▸ **Source extract**
________

A TikToker Asks, 'Can It Third Place?'

By Frank Filocomo

TikTok is a mostly brain-numbing app, typified by vapid Get Ready With Me (GRWM) videos, your typical celebrity gossip click-bait, and some confoundingly nonsensical political takes (recall when TikTok influencers were taking to the platform to praise Osama bin Laden for his repulsive Letter to the American People?) 

The app - again, mostly a toxic, digital wasteland - will turn you into a proper misanthrope. 

User @madisonraetogo, however, is one exception to the rule. 

Madison, in a TikTok-original series she calls "Can It Third Space?" travels around the U.S. to find venues that more or less fit Ray Oldenburg's definition of a "Third Place." 

In The Great Good Place, Oldenburg writes that a third place is...

a generic designation for a great variety of public places that host the regular, voluntary, informal, and happily anticipated gatherings of individuals beyond the realms of home and work.

________

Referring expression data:
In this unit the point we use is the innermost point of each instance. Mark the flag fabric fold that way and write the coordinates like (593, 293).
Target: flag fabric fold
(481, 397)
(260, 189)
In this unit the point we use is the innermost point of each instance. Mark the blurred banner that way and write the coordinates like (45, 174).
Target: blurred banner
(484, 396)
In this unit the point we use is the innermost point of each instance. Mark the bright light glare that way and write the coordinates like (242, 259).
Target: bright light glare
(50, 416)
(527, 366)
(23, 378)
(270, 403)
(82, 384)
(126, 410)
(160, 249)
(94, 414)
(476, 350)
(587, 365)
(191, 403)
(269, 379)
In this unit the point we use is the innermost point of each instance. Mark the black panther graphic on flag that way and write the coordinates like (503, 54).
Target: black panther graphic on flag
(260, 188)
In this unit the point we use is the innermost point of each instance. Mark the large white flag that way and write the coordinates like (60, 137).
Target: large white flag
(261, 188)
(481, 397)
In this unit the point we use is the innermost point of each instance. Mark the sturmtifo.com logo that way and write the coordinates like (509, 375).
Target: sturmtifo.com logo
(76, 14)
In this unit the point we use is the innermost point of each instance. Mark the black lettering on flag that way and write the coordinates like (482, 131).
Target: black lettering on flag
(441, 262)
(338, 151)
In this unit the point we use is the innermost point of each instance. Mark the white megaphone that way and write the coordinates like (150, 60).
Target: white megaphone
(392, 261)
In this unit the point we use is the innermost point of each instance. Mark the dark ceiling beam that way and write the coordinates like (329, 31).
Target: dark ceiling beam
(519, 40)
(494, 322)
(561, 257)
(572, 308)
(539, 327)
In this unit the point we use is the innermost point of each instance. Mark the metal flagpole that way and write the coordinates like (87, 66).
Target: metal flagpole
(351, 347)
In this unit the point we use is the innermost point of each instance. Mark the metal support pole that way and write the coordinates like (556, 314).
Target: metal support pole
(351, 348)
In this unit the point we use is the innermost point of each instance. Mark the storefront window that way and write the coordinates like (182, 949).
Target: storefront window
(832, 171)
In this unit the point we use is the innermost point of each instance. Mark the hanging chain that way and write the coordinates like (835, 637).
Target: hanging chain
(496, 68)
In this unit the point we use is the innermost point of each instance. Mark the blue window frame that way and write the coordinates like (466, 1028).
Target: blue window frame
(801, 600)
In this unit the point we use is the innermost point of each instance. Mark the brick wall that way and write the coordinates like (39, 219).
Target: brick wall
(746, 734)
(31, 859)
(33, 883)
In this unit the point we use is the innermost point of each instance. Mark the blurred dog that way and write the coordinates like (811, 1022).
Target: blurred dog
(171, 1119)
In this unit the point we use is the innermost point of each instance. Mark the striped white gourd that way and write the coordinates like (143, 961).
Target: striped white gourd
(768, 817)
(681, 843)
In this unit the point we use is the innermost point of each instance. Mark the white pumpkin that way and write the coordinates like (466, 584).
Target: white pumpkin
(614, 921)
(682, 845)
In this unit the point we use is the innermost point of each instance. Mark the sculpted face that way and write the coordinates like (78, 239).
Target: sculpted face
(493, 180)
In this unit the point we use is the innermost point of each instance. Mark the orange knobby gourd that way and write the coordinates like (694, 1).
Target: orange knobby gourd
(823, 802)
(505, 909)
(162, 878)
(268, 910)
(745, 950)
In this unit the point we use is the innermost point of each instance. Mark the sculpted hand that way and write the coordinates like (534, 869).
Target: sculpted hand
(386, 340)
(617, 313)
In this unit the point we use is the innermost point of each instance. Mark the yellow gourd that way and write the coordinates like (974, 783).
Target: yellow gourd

________

▸ **What you need to do**
1) In the TikTok third-place article, what book does Oldenburg use to describe a third place?
2) Set down the TikTok third-place article's passage starting at "TikTok is a" and ending at "to the rule.".
3) Continue the TikTok third-place article from where it stops.
This material has no connection to the TikTok third-place article.

▸ **Expected results**
1) The Great Good Place

2)
TikTok is a mostly brain-numbing app, typified by vapid Get Ready With Me (GRWM) videos, your typical celebrity gossip click-bait, and some confoundingly nonsensical political takes (recall when TikTok influencers were taking to the platform to praise Osama bin Laden for his repulsive Letter to the American People?) 

The app - again, mostly a toxic, digital wasteland - will turn you into a proper misanthrope. 

User @madisonraetogo, however, is one exception to the rule.

3)
Madison has her own variation of the Oldenburg criteria for a third space:

1. "It has to be free entry;

2. we have to meet someone;

3. vibes."

While these criteria for third places don't match up exactly with Oldenburg's (Oldenburg mentions low-barrier to entry, not necessarily free entry; he emphasizes the informality of these places and their conduciveness to conversation; the concept of social leveling is extremely important; etc...), it's close enough.

Madison takes us to Washington Square Park in NYC, and cafes and art museums throughout Florida. 

After spending some time in these places - and making some valiant effort to socialize with total strangers - she employs a 1-10 rating system. 

Her comments throughout these videos are thoughtful, witty, and perceptive. A much welcomed respite from the cacophony of nonsense on TikTok, for sure. 

Many people I speak to about this subject lament what they perceive to be the decline in America's social capital and civil society. I, too, share that same lament. The good news, though, is that people - young people, in particular - are yearning for community and social connection in a world of uprootedness and atomization.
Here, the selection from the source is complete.